Text to read ::

★ ★ ★ ★

Israeli premier to meet President Barack Obama in Washington
By APSunday, March 21, 2010
Israeli premier to meet Obama
JERUSALEM — A spokesman for Israeli Prime Minister Benjamin Netanyahu says the premier will be meeting President Barack Obama while in the U.S. this week.
Spokesman Mark Regev said the meeting will take place on Tuesday.
Netanyahu’s visit comes at a time of heightened tensions between Israel and the U.S over a controversial Jewish housing project in east Jerusalem.
The project embarrassed Washington because it was announced while Vice President Biden was in Jerusalem to kickstart Israeli-Palestinian talks.
Palestinians want east Jerusalem as the capital of their future state and oppose the construction of Jewish homes there.
Netanyahu leaves for Washington Sunday night.
THIS IS A BREAKING NEWS UPDATE. Check back soon for further information. AP’s earlier story is below.
JERUSALEM (AP) — Prime Minister Benjamin Netanyahu declared Sunday that Israel would not restrict construction in east Jerusalem, a step the U.S. has requested — sticking to a tough position hours before he sets off on his first trip to Washington since a diplomatic row erupted between the two allies.
Netanyahu also said he was willing to broaden indirect talks with the Palestinians to include the main issues dividing them. The prime minister originally had wanted to put off a discussion of issues like the status of contested east Jerusalem, final borders and the fate of Palestinian refugees until direct talks are launched.
Netanyahu’s refusal to budge on east Jerusalem — whose fate lies at the crux of the Israeli-Palestinian conflict — defies a U.S. demand to cancel a major new housing project at the heart of the feud. But in confidential talks, he apparently offered enough steps to prompt U.S. Secretary of State Hillary Rodham Clinton to call them “useful and productive” and dispatch an envoy back to the region this week.
Before meeting with Israel’s defense minister on Sunday, envoy George Mitchell described ties between the U.S. and Israel as “unshakable.”
U.N. chief Ban Ki-moon, who was touring the Gaza Strip on Sunday, told reporters that Netanyahu would be meeting with President Barack Obama while in the U.S. this week. The prime minister’s office had no immediate confirmation; Netanyahu takes off for Washington later Sunday to address the annual conference of the pro-Israel lobby in the U.S.
Ban wants a nearly three-year blockade of Gaza lifted and said Israel’s recent opening of Gaza’s borders to allow in window frames and other supplies to complete a 151-apartment U.N. housing project in southern Gaza was “a drop in a bucket of water.”
The blockade causes “unacceptable suffering” and “undercuts moderates and encourages extremists,” he said after visiting the project in the Khan Younis refugee camp. “My message to the people of Gaza is this: The United Nations will stand with you, through this ordeal.”

★ ★ ★ ★

Records supplied ::
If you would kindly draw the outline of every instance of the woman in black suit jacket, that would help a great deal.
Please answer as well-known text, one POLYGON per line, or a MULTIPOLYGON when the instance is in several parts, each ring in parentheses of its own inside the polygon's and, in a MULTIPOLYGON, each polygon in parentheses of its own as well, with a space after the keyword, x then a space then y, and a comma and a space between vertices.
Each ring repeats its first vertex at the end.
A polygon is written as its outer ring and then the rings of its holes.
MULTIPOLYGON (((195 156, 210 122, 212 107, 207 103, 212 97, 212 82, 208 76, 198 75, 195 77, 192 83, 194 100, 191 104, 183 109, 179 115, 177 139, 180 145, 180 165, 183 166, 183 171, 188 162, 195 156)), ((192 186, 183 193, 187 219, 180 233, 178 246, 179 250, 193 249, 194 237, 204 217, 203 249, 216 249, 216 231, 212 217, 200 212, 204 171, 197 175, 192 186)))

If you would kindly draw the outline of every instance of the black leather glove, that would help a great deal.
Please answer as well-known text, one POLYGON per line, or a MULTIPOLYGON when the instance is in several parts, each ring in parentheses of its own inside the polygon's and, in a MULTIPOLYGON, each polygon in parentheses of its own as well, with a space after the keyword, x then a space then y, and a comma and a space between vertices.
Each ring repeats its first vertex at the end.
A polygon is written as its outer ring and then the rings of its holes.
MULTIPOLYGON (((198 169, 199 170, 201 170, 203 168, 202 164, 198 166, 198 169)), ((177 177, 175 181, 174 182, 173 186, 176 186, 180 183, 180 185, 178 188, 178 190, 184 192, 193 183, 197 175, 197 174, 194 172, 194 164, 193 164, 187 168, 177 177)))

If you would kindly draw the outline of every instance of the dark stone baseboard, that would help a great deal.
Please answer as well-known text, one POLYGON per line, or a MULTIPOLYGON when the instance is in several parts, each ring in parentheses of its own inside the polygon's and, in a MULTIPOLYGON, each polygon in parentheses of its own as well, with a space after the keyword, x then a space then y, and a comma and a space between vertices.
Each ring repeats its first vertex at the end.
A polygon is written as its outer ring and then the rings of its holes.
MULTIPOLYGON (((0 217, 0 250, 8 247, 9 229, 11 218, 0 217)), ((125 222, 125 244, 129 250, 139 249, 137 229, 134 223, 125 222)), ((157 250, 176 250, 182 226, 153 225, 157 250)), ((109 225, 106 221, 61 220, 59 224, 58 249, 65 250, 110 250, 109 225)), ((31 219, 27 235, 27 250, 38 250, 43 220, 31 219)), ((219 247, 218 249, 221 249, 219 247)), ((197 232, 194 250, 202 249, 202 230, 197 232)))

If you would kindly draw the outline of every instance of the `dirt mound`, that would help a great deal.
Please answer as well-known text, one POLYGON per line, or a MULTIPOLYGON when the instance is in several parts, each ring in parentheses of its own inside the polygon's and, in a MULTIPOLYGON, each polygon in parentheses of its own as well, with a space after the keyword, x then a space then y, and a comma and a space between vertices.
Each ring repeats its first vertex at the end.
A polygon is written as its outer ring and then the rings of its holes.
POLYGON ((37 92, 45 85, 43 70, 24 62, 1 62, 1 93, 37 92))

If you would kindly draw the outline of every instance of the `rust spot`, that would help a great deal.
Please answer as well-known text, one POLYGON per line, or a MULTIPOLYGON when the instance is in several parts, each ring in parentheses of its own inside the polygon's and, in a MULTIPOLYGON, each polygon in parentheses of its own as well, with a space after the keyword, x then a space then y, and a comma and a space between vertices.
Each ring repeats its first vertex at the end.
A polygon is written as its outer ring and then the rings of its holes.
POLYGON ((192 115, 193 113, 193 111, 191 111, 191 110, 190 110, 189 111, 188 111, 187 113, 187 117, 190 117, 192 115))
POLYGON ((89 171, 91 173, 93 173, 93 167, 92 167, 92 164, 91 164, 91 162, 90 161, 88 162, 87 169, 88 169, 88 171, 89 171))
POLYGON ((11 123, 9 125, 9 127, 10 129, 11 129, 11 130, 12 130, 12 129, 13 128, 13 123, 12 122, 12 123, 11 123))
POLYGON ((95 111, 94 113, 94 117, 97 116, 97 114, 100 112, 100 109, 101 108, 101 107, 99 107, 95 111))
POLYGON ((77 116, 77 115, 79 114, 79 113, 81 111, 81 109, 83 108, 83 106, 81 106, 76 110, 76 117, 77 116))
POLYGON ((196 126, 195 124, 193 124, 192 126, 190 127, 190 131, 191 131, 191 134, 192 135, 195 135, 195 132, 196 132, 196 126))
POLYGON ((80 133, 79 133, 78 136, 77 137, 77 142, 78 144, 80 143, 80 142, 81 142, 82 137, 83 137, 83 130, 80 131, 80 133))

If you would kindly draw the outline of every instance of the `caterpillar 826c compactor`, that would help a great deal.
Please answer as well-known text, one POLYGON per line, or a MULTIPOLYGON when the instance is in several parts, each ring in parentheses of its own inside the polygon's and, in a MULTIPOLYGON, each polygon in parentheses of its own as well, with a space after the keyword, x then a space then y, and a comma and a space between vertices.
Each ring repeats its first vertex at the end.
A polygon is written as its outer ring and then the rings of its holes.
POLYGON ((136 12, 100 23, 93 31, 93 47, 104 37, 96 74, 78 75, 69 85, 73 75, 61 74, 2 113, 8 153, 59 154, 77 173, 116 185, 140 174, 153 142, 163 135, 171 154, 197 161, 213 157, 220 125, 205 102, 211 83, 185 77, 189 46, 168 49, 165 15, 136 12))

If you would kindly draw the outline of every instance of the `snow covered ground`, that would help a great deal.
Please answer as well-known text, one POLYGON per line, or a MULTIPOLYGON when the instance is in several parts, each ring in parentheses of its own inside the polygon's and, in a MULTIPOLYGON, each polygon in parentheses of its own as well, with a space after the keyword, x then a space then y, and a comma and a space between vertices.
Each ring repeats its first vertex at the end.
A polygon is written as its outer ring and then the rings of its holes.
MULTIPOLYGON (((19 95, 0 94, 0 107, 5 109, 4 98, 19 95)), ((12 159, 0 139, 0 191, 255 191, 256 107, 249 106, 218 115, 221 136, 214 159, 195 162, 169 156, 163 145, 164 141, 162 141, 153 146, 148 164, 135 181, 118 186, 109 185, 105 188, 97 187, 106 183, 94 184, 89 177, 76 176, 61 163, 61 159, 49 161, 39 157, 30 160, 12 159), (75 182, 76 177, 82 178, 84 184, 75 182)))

★ ★ ★ ★

Short problem ::
Reproduce word for word the part of the news report on Netanyahu's visit starting at "Palestinians want east" and ending at "talks are launched.".

Written reply ::
Palestinians want east Jerusalem as the capital of their future state and oppose the construction of Jewish homes there.
Netanyahu leaves for Washington Sunday night.
THIS IS A BREAKING NEWS UPDATE. Check back soon for further information. AP’s earlier story is below.
JERUSALEM (AP) — Prime Minister Benjamin Netanyahu declared Sunday that Israel would not restrict construction in east Jerusalem, a step the U.S. has requested — sticking to a tough position hours before he sets off on his first trip to Washington since a diplomatic row erupted between the two allies.
Netanyahu also said he was willing to broaden indirect talks with the Palestinians to include the main issues dividing them. The prime minister originally had wanted to put off a discussion of issues like the status of contested east Jerusalem, final borders and the fate of Palestinian refugees until direct talks are launched.